Repeat each line exactly as it is written.

## EXCERPTED DATA

◇ ◇ ◇

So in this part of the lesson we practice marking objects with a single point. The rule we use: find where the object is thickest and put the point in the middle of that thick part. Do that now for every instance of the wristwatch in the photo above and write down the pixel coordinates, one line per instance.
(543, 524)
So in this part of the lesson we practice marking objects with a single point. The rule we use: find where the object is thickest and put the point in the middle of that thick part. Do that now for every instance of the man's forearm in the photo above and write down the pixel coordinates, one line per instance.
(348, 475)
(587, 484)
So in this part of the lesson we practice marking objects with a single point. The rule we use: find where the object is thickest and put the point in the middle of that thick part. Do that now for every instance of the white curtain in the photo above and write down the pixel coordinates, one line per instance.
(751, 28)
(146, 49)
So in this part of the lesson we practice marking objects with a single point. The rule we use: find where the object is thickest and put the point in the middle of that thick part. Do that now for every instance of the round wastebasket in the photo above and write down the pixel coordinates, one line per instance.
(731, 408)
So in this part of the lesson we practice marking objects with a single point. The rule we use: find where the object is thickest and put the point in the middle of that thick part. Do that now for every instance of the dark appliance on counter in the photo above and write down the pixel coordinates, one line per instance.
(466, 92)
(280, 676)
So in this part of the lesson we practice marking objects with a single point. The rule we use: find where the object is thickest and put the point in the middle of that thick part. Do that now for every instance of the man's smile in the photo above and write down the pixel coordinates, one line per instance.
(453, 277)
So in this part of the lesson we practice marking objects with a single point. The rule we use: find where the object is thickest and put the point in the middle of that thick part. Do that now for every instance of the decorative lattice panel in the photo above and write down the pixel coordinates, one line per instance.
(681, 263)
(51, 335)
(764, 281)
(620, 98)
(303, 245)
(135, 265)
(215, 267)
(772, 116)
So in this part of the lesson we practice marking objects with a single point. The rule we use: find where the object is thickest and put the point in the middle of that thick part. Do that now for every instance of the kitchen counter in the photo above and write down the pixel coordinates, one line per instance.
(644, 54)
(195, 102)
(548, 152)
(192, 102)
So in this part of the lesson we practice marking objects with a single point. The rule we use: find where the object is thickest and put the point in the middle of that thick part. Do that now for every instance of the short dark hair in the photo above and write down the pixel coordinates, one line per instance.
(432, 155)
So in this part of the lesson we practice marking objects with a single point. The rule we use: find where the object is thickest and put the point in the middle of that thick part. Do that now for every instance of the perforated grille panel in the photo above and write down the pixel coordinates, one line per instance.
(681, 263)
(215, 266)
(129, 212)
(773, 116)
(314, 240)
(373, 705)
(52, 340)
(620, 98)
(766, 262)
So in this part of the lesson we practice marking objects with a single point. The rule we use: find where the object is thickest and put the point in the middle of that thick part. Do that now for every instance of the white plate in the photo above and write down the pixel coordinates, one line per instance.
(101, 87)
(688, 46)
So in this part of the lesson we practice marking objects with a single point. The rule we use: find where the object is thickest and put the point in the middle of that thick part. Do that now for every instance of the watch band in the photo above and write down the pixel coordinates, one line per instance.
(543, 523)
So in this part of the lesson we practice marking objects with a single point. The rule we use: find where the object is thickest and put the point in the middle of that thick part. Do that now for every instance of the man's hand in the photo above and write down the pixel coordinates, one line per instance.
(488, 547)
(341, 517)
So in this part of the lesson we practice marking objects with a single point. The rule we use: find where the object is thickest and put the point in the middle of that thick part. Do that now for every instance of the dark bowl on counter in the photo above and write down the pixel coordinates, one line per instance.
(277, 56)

◇ ◇ ◇

## FINISHED EXERCISE
So in this part of the lesson we practice marking objects with a single point. The rule we use: find where the object is thickest and put the point in the middle of that thick part. Do that now for every instance of the wristwatch in the photo above and write down the pixel coordinates, one line per instance.
(543, 524)
So in this part of the lesson we practice marking objects with a single point. The rule we use: find where the object is thickest and put the point in the middle of that thick part. Do that now for every instance of the man's forearm in the photo above and write down the pixel coordinates, one line per instance.
(348, 475)
(587, 484)
So in this part of the lesson we practice marking objects with a single point. The rule we use: find where the object is thickest and put the point in the middle of that thick part. Do that now for every instance of the white curtain in the photo above and write down the pixel coordinates, one line per instance.
(751, 28)
(146, 49)
So in this part of the lesson we practice marking objects with a single point. The rule we use: find where the object is thickest and put the point in the middle of that thick part. Do that now for every instance of the round wastebasket in the photo above and write down the pixel coordinates, one line per instance.
(731, 408)
So in this part of the lesson we practice marking objects with a single point. The rule we use: find where the object is thickest and put the point in the middle of that thick part. Do that now for every instance of the dark appliance on counter in the photo above and write down the pixel coordinates, one line per instance.
(466, 92)
(280, 676)
So in this part of the lesson we practice marking objects with a single point. The rule we use: find where the object is thickest and put the point in the middle of that thick part. Do that now for every instance of the man's smile in the photo above and write down the pixel coordinates, one line per instance.
(453, 277)
So in this part of the lesson we practice marking objects with a single point. The rule we use: find where the object is thickest and put the point in the middle of that thick part. Do that now for every instance of the decorative lattice panel in the photo above and write down the pixel coordinates, one line per instance.
(681, 263)
(51, 335)
(764, 281)
(620, 98)
(303, 245)
(135, 265)
(215, 267)
(772, 116)
So in this part of the lesson we practice marking objects with a single point. The rule we use: find where the object is thickest and put the point in the middle of that thick part. Do that now for every instance of the kitchen counter in the photo above and write down the pixel coordinates, one line per instance.
(644, 54)
(195, 102)
(548, 152)
(192, 102)
So in this part of the lesson we practice marking objects with a single point. The rule we use: find where the object is thickest and put the point in the middle of that thick part. Do that now for every instance of the short dark hair in the photo above and write down the pixel coordinates, one line per instance.
(432, 155)
So in this part of the lesson we practice marking objects with a single point. The rule we use: find where the object is thickest and put the point in the middle of that thick part. Do that now for every instance of the perforated grille panel in the photo above and write down the pixel coordinates, one line per instance.
(681, 263)
(215, 266)
(129, 212)
(773, 116)
(314, 240)
(373, 705)
(52, 340)
(620, 98)
(766, 262)
So in this part of the lesson we practice marking objects with a single point. The rule we use: find where the object is thickest and put the point in the middle of that thick part. Do that now for every instance of the white plate in the photo above and write down the pixel coordinates, one line per instance.
(101, 87)
(688, 46)
So in this part of the lesson we practice marking objects with a single point. The rule we use: find where the object is thickest and put the point in the middle of that thick part. Do that now for every instance of the watch band in the photo above and write down the pixel coordinates, one line per instance.
(543, 523)
So in this part of the lesson we practice marking objects with a single point. The rule we use: find where the object is thickest and put the point in the middle of that thick part. Do that now for every instance of the man's hand in the photo above and write down the pixel coordinates, one line per instance.
(488, 547)
(341, 517)
So in this part of the lesson we practice marking objects with a single point. The rule we use: find where the object is thickest and put the point in the middle of that thick part. Do that now for every instance of the dark bowl on counter in the photo above and write down the pixel coordinates, one line per instance.
(277, 56)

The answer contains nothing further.